Portrait of retiring professor Bruce Mills
Retiring Professor of English Bruce Mills

Timothy E. Moffit, Associate Professor of Economics and Business

Moffit joined the faculty at Kalamazoo College in 1989. He received his undergraduate degree in economics from Kalamazoo College, his Master of Business Administration from the Amos Tuck School of Business Administration at Dartmouth College and his Doctor of Business Administration in finance from Nova Southeastern University. 

Moffit’s research interests include valuation theory, mergers and acquisitions, and the intersection of faith and finance. He has published journal articles, case studies and books in valuation theory and practice.

Over the past 20 years, he has owned 10 different small businesses. He currently owns three local businesses with his son—Kalamazoo Kettle Corn, Heilman’s Nuts & Confections, and a medical-supply company. Moffit is a board member of Delta Dental Corporation and Renaissance Health Services Corporation.

Retiring Professor Timothy Moffitt teaches a class from a blackboard
Retiring Associate Professor of Economics and Business Tim Moffit

Deia Sportel, English

Sportel began her career at K in September 2008 with Facilities Management. In 2010, she moved to a newly created position as office coordinator with Campus Safety and Religious Life. During her time with Campus Safety, Sportel initiated the formation of the Campus Safety Committee. In September 2011, she began working as the office Coordinator at Humphrey House, where she has remained. Sportel supports the English, classics, religion, philosophy and critical ethnic studies (CES) departments, and the women, gender and sexuality (WGS) program.

In 2018, Sportel became a certified trainer for Green Dot, a national prevention program that significantly reduces the likelihood of dating and domestic violence, stalking and sexual assault. During her time at K, she has also served on the Benefits Review Group, Community Council, and served as the administrator for the Religion Journal Review from 2017–2020. She has a Bachelor of Science in business management from Cornerstone University.

Portrait of Deia Sportel
Retiring English and Humanities Office Coordinator Deia Sportel

Jan Tobochnik, Dow Distinguished Professor in the Natural Sciences in the Department of Physics

Tobochnik has taught physics and computer science at K since 1985. He has served as Dow Distinguished Professor of Natural Sciences since 2004, as physics chair from 2022–2023 and 1996–2007, as Posse mentor from 2015–2019, as acting provost in winter 2014 and as interim provost from 2007–2008.

Tobochnik earned a Bachelor of Arts in physics from Amherst College in 1975 and a Ph.D. in physics from Cornell University in 1980. His research has involved using computer simulations to understand systems as wide ranging as lattice models of earthquakes, structural glass transitions, granular matter, transport through random media, percolation, patent citation networks, melting in three dimensions, neural system simulations and econophysics.

## Provided data
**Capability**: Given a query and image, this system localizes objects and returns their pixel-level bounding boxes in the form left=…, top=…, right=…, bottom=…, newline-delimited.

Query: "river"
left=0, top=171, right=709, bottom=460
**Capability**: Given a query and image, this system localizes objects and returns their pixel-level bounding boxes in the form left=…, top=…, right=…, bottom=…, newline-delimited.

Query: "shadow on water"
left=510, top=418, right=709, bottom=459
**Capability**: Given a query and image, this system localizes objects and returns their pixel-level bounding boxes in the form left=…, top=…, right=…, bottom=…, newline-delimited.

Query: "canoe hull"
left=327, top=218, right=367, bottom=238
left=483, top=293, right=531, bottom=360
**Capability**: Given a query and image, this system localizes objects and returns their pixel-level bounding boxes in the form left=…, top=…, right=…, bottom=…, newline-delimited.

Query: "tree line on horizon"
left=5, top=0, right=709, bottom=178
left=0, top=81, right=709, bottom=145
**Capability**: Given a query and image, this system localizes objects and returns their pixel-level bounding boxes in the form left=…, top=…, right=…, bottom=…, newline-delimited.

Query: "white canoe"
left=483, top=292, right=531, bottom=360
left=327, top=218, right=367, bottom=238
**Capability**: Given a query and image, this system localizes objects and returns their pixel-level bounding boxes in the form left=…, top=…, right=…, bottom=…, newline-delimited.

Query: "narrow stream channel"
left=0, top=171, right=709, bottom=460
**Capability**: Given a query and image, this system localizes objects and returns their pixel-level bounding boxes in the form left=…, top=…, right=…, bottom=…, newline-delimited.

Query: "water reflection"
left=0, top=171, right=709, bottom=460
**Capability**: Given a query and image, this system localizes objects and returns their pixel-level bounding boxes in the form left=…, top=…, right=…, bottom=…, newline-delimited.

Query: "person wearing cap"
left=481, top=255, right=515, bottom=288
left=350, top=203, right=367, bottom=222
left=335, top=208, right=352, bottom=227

## Brief 1
Extract the part of the retirement profiles from "Moffit joined the" to "Nova Southeastern University.".
## Brief 2
Decide whether each statement agrees with the retirement profiles. Answer yes or no, and quote the deciding words. (a) Tobochnik earned his Ph.D. in physics from Cornell University. (b) Moffit joined the Kalamazoo College faculty in 1995. (c) Sportel began her career at K with Campus Safety.

## Answer 1
Moffit joined the faculty at Kalamazoo College in 1989. He received his undergraduate degree in economics from Kalamazoo College, his Master of Business Administration from the Amos Tuck School of Business Administration at Dartmouth College and his Doctor of Business Administration in finance from Nova Southeastern University.

## Answer 2
(a) Yes: "a Ph.D. in physics from Cornell University in 1980"
(b) No: "Moffit joined the faculty at Kalamazoo College in 1989."
(c) No: "Sportel began her career at K in September 2008 with Facilities Management."